## YOUR TASK:
Copy the records from the line with "search: stylized portrait poster" through the end of the records, replacing "stylized" with "illustrated" and changing nothing else. Leave the pictures out of your copy.

## EXTRACTED INFORMATION:
+++++

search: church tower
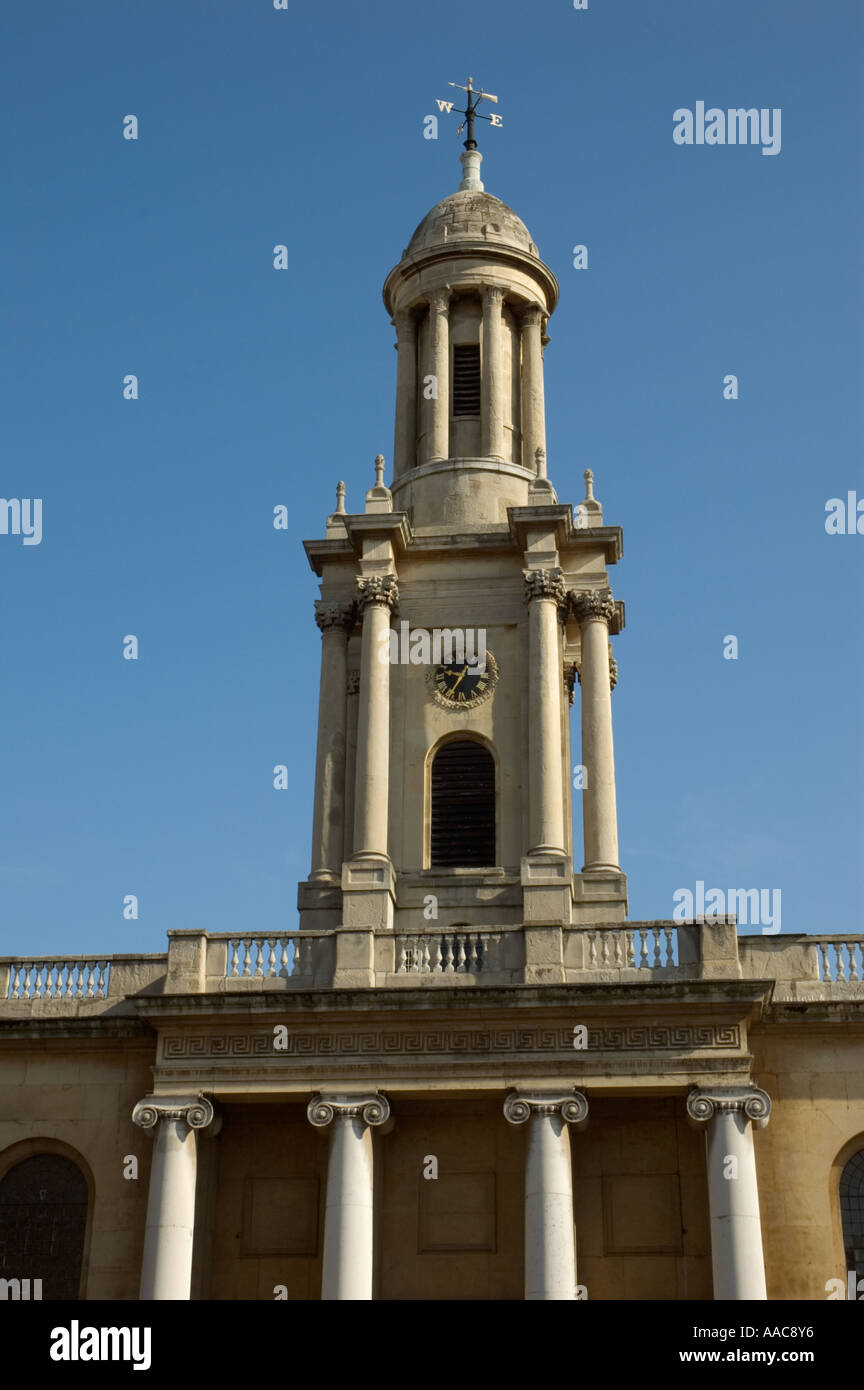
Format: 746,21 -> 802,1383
299,131 -> 626,986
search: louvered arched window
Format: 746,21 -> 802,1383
429,738 -> 496,869
840,1148 -> 864,1279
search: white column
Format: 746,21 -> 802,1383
306,1091 -> 390,1300
504,1091 -> 588,1300
393,310 -> 417,478
688,1087 -> 771,1301
522,570 -> 565,853
570,589 -> 621,873
481,285 -> 504,459
521,304 -> 546,473
354,574 -> 399,858
132,1095 -> 214,1300
310,600 -> 356,883
422,289 -> 450,463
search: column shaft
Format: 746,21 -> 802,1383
521,304 -> 546,473
525,1111 -> 576,1300
525,570 -> 564,852
310,603 -> 354,880
422,291 -> 450,463
574,589 -> 621,873
393,313 -> 417,478
707,1111 -> 768,1300
306,1094 -> 390,1300
481,285 -> 506,459
688,1086 -> 771,1301
132,1097 -> 214,1300
354,575 -> 396,855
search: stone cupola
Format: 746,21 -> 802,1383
383,150 -> 558,528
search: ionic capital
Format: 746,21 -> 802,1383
357,574 -> 399,613
132,1095 -> 215,1129
315,599 -> 357,632
522,570 -> 567,609
570,589 -> 615,627
504,1090 -> 588,1127
306,1091 -> 390,1129
688,1086 -> 771,1129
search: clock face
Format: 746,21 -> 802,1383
432,653 -> 493,709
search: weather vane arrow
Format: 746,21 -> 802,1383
436,78 -> 504,150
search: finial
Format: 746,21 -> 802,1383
438,78 -> 504,193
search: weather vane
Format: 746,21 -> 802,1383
436,78 -> 504,150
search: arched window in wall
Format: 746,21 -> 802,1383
429,738 -> 496,869
840,1148 -> 864,1279
0,1154 -> 88,1301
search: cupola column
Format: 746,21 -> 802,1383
522,304 -> 546,473
354,574 -> 399,858
522,570 -> 565,853
422,289 -> 450,463
310,599 -> 357,883
570,589 -> 621,873
393,310 -> 417,478
481,285 -> 504,459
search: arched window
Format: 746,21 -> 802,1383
840,1148 -> 864,1279
0,1154 -> 88,1301
429,738 -> 496,869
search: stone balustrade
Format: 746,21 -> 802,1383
396,931 -> 504,974
0,917 -> 864,1019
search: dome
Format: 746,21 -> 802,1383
404,189 -> 539,256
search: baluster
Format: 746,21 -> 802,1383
476,931 -> 497,970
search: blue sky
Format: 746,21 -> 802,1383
0,0 -> 864,954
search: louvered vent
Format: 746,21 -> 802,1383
431,739 -> 495,869
453,343 -> 481,416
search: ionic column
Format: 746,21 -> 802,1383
504,1091 -> 588,1300
306,1093 -> 390,1300
422,289 -> 450,463
132,1095 -> 214,1300
310,599 -> 357,881
393,310 -> 417,478
688,1087 -> 771,1301
353,574 -> 399,858
481,285 -> 504,459
570,589 -> 621,873
521,304 -> 546,473
522,570 -> 565,853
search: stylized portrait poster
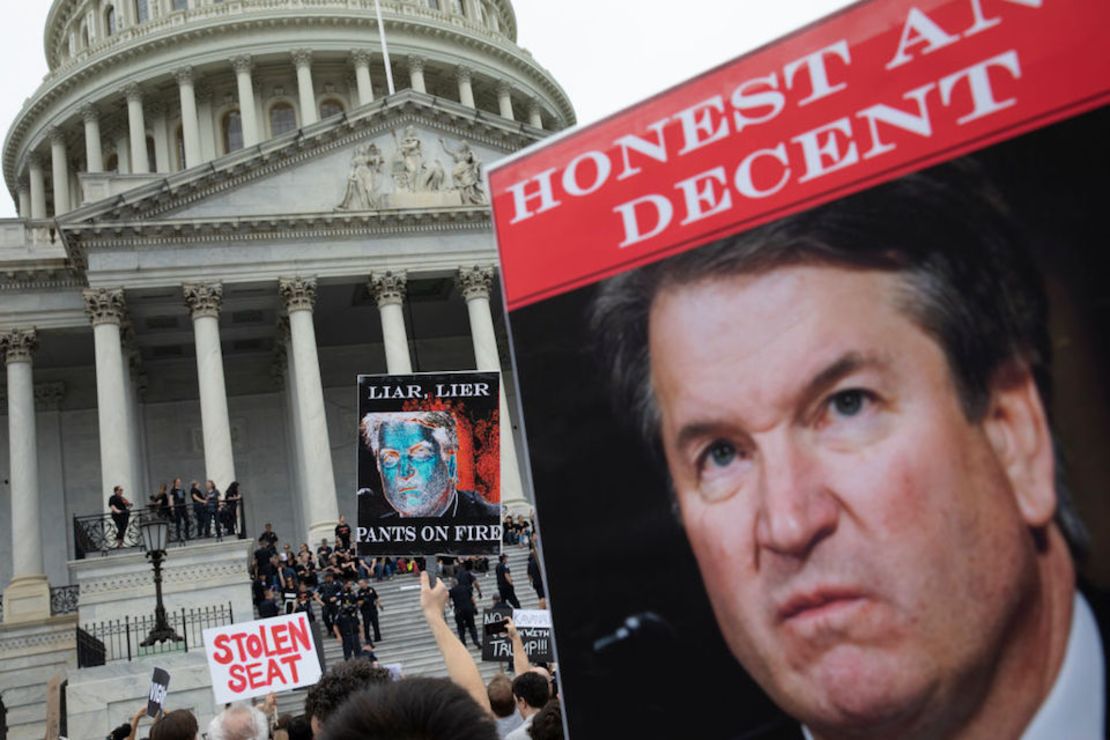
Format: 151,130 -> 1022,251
490,0 -> 1110,740
357,373 -> 501,556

+++++

## RESPONSE:
search: illustrated portrait poster
Format: 151,130 -> 1022,251
490,0 -> 1110,740
357,373 -> 501,556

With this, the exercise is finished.